## PROBLEM DESCRIPTION
Transcribe all of the material exactly, except for its pictures.

(Image annotation data)

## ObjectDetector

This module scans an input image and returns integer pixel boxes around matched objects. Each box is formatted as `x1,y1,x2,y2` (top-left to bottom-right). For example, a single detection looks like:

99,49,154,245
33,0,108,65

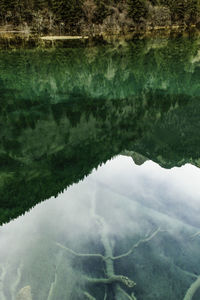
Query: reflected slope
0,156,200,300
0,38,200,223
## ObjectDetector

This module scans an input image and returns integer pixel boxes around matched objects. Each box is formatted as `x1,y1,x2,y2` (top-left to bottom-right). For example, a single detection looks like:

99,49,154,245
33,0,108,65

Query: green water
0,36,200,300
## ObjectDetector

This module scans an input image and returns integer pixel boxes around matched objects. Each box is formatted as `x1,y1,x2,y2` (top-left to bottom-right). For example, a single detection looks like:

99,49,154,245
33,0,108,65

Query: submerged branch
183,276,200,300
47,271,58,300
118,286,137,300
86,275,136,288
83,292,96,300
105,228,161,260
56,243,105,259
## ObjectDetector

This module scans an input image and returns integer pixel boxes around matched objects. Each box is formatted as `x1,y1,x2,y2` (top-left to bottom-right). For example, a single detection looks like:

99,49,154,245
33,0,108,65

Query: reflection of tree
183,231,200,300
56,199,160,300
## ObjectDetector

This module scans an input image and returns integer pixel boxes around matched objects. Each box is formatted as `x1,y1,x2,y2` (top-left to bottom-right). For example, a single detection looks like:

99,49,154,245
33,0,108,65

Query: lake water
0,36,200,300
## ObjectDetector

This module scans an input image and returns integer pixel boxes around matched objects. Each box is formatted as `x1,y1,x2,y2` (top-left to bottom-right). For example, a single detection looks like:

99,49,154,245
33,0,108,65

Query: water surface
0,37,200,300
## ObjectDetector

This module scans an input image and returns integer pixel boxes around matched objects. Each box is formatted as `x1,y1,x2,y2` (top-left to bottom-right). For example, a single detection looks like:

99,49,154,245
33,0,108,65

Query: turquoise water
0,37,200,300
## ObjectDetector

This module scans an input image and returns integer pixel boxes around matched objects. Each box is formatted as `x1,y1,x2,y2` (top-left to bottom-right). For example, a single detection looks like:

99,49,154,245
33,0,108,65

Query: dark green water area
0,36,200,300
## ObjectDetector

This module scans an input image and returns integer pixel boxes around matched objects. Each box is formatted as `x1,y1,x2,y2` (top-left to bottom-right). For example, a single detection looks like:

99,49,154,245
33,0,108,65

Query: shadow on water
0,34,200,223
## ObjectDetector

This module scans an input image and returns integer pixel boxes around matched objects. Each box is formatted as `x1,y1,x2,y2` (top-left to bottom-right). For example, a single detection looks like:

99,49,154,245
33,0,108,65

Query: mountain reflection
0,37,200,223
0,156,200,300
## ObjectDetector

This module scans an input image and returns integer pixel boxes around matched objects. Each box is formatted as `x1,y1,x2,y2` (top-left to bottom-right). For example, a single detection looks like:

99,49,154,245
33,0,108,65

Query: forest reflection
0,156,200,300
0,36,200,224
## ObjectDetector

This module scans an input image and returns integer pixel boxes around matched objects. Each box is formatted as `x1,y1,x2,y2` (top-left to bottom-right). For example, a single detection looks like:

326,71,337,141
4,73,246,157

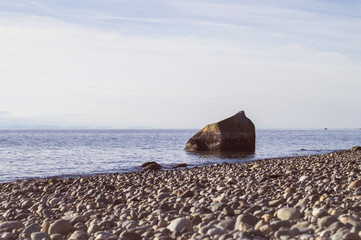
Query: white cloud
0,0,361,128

## REPLY TO THE EXERCISE
## ObjectDetector

This module scans an input image and returns integer pixel boxes around matched objects. Each box is formatted as `x1,y1,x2,y2` (top-left to bottom-right). For example, a single detection looks like:

99,49,154,245
33,0,108,65

Query: reflected slope
0,156,200,300
0,38,200,223
## ObjectDetector

This module scans an input image and returns integer pixel boxes around matched objects. Each box is formatted as `x1,y1,x2,y2` (top-left to bottom-right). For example, a single detection looks like:

99,49,154,245
33,0,108,65

Query: green water
0,36,200,300
## ObjectDetector

This module scans an input image and returns integer pixel boxes around matched objects. Each box is formatted as `x1,y1,x2,y2` (top-left to bottom-right). For example, a single detection looks like:

99,49,154,245
33,0,108,65

Query: submerged branch
183,276,200,300
47,271,58,300
118,286,137,300
86,275,136,288
83,292,96,300
105,228,161,260
56,243,105,259
## ObjectDetector

This module scans an input image and returns integer pixel boxes around matched objects. Each box is formatted as `x1,y1,x2,y2` (top-left to bottom-right). For example, a single detection looks like:

99,49,154,245
33,0,108,65

Query: reflection of tree
183,231,200,300
56,199,160,300
## ObjectDetector

This module scans an input image and returns integer pixel boxes around matched objects. Each box is formatted as `x1,y1,x2,y2` (top-left to bottom-right). For example, a single detection looks like:

99,49,154,245
33,0,108,65

Query: lake water
0,36,200,300
## ObjectDetector

This module scans an input image and returns integer pixel boxes around matched objects. Each box is formatted as `x1,y1,x2,y2` (top-left to bottom-right). For example, a single detection looks like:

99,49,154,245
33,0,108,65

Query: water surface
0,37,200,300
## ObjectDetector

This module scans an input image and returns integer pixel boxes around matched objects. Each box is formatted as `x1,y1,x2,y2` (top-left to bottom-right). For example, a single detection looks like:

99,49,154,245
33,0,108,65

Query: turquoise water
0,37,200,300
## ObjectDetector

This module scans an input image and returns integer pixel boxes around matched objects. Each box is formatted as `x1,y1,x2,y2` (top-left to bottom-right). For example, a single detection looks like:

99,49,154,245
33,0,108,65

Query: dark green water area
0,36,200,300
## ObjectDetector

This module scans an input image and returns integer pixel boxes around matched objects. Each box is formatted as `x1,y1,x2,y2` (top-left to bottom-right). For example, a single detection looks like:

99,49,154,245
33,0,108,65

Query: shadow on water
0,34,200,223
## ObjectDetector

This module scans an input image and returns integer pixel boxes around matched objects. Each box is formatted as `x1,y1,x2,y2` (top-left to bottom-right). For example, a single detection looks like:

99,49,154,245
33,0,108,65

Query: mountain reflection
0,37,200,223
0,156,200,300
## ObjectDetector

This module scans an input image and returns integer pixel boxes around matched objects. Each box is formatted as `x1,y1,x2,y2` (top-left to bottom-right). For example, a single detection looks like:

99,49,154,245
33,0,108,65

Query: forest reflection
0,156,200,300
0,36,200,224
## ObjectDetector

This module scans an input image and returns integer pixel boxes around matched objects. Each box is formatted as `x1,y1,x2,y2` (top-left to bottom-right). For example, a single detection looks like:

326,71,337,141
4,73,246,157

Query: white cloud
0,0,361,128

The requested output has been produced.